Identify each line in the listing below that contains the word "painting", and copy those lines. Case counts.

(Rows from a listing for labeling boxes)
---

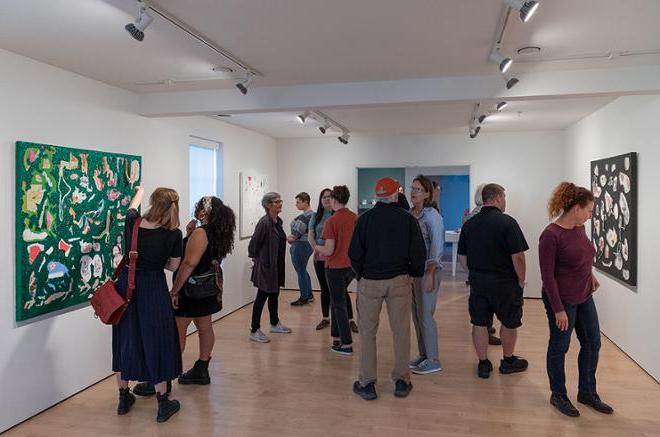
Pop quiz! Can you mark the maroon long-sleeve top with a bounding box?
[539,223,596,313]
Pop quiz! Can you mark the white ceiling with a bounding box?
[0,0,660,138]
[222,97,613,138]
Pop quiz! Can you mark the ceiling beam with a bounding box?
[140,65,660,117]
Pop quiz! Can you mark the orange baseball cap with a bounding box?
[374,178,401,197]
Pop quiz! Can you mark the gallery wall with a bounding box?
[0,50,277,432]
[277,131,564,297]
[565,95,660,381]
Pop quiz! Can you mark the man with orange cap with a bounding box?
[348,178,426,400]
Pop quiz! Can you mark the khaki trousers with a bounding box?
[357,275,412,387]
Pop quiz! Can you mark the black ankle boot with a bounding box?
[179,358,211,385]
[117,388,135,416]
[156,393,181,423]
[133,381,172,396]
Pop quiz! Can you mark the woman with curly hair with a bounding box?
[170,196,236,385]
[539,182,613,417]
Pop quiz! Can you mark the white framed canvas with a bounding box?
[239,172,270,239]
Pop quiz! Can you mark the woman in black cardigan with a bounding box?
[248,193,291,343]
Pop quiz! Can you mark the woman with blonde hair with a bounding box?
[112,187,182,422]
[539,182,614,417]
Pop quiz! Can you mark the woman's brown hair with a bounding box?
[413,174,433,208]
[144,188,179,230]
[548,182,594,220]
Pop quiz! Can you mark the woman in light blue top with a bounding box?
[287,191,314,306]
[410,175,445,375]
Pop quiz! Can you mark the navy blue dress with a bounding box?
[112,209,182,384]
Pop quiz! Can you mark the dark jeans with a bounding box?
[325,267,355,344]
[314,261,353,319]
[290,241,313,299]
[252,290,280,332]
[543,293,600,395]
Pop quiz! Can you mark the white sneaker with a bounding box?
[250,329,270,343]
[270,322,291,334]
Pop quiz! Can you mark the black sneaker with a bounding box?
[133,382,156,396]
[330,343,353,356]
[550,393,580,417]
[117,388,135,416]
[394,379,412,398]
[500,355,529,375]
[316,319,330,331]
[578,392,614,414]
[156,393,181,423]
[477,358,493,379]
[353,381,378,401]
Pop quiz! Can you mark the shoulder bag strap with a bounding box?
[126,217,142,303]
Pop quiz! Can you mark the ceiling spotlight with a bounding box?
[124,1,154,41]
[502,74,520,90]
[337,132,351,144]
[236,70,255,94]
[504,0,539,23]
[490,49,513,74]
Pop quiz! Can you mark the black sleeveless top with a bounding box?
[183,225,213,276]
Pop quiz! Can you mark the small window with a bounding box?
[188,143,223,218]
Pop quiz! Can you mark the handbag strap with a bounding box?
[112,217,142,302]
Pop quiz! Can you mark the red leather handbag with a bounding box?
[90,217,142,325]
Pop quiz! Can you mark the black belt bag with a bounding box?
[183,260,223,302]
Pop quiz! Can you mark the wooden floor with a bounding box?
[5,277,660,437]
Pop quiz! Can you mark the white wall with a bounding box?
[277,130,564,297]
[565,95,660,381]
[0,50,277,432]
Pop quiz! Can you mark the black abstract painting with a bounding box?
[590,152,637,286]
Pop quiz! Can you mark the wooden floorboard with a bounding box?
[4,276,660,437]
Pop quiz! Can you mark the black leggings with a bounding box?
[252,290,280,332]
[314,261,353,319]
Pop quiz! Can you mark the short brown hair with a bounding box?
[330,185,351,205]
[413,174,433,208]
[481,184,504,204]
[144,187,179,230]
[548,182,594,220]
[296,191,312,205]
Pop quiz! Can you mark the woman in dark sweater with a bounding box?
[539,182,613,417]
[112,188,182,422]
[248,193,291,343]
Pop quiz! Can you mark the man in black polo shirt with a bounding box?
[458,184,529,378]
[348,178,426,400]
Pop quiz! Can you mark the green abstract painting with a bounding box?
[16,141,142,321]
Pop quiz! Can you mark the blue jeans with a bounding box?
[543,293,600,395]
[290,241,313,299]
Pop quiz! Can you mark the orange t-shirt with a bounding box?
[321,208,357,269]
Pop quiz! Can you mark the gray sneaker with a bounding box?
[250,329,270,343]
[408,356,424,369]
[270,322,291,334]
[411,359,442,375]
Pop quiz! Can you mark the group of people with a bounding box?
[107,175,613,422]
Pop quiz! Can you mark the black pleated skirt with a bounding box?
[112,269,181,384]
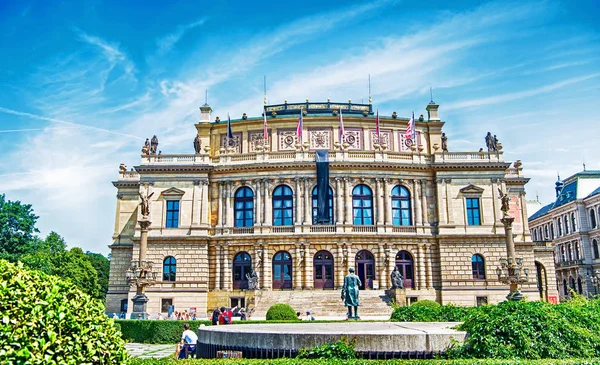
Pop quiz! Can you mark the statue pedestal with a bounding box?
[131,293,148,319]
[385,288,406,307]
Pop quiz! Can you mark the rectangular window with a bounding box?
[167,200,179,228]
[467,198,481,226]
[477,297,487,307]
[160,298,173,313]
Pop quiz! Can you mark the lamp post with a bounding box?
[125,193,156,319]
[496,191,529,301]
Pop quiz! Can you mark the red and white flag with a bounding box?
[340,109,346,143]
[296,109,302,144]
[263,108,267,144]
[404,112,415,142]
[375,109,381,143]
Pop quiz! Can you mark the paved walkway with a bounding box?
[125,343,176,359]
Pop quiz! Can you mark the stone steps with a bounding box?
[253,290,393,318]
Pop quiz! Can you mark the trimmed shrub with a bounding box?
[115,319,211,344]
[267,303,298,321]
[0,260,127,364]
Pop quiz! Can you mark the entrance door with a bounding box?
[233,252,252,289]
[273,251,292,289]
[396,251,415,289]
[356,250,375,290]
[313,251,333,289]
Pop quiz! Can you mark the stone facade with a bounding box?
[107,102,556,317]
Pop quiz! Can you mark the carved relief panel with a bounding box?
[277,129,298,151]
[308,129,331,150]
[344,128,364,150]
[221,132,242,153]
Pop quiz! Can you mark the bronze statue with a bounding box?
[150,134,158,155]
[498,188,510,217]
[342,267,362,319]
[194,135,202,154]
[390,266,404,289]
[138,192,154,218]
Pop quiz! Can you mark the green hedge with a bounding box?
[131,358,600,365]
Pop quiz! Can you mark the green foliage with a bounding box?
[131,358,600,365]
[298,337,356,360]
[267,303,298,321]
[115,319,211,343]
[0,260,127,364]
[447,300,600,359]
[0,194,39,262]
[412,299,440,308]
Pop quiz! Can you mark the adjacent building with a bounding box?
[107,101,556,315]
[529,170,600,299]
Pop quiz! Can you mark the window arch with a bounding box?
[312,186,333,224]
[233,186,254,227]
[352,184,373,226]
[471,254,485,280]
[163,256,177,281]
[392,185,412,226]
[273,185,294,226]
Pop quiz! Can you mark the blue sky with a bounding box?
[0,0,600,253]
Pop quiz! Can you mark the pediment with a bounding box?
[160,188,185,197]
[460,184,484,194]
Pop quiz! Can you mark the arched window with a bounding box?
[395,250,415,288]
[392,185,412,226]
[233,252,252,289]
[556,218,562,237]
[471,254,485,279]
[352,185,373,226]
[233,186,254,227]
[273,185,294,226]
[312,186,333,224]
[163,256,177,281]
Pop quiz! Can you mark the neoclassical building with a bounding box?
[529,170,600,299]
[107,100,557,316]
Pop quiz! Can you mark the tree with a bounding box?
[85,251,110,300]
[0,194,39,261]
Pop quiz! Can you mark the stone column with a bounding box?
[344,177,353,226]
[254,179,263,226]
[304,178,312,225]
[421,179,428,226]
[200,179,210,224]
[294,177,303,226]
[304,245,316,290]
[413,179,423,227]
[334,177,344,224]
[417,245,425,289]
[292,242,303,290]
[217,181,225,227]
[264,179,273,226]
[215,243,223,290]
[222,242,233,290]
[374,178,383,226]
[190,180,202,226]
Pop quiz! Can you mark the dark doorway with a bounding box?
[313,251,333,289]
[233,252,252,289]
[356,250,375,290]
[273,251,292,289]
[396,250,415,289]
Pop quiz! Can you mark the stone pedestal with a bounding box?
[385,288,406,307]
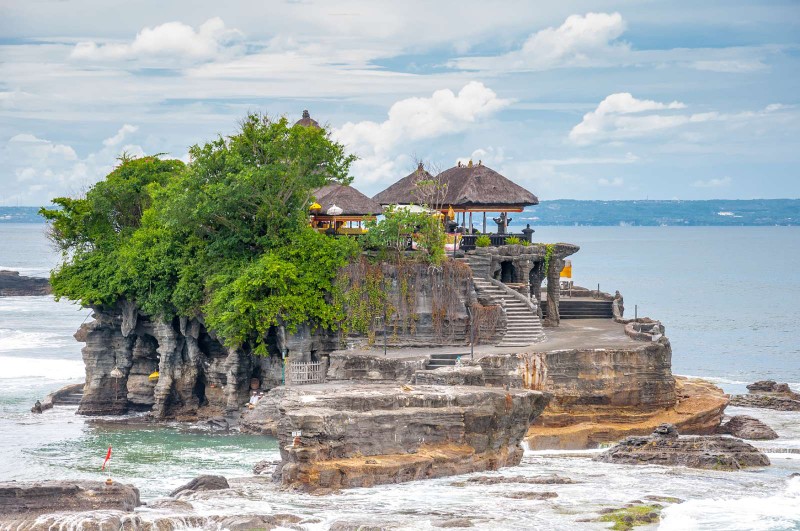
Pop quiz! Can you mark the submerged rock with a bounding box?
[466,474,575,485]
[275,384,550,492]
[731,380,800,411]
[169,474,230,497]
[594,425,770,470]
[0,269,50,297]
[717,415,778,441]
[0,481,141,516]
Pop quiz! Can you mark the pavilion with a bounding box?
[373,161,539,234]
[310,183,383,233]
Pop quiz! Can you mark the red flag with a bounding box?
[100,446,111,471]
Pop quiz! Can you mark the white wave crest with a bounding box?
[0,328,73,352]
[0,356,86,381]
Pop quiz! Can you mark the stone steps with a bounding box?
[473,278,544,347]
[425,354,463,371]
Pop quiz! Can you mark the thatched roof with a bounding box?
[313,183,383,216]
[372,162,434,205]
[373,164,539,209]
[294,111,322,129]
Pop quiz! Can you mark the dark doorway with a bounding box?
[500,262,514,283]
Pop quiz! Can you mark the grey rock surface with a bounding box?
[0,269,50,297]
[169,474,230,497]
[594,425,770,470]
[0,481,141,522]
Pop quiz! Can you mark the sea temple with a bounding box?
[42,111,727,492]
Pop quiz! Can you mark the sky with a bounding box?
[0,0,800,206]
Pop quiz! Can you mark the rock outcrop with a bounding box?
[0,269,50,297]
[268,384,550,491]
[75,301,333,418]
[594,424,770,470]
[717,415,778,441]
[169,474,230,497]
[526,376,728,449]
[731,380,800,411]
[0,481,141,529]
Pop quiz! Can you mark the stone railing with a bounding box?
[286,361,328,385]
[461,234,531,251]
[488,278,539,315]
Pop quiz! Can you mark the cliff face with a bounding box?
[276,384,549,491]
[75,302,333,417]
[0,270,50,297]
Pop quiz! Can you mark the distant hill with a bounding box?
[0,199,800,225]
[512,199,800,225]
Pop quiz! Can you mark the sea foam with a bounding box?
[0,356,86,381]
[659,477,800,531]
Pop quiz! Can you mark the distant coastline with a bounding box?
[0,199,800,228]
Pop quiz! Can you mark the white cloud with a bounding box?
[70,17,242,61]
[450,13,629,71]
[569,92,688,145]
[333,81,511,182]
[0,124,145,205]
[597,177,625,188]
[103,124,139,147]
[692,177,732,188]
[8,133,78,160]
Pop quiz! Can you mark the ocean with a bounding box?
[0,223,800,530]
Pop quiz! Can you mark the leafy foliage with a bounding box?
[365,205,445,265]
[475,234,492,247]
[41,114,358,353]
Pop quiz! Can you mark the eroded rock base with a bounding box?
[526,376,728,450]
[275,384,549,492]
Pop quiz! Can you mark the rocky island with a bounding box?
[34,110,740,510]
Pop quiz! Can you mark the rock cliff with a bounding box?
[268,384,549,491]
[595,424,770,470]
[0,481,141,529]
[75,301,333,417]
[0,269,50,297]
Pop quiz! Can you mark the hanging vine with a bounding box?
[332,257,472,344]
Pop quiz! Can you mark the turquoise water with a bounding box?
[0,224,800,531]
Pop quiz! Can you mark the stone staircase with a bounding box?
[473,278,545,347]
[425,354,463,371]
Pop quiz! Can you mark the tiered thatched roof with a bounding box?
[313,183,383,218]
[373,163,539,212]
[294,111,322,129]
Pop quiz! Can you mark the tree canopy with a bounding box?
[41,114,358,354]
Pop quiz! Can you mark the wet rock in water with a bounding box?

---

ANSWER FOR THE TASK
Pop quiz! Can you mark the black abstract painting with a bounding box?
Pop quiz! Can you mark the green abstract painting with a bounding box?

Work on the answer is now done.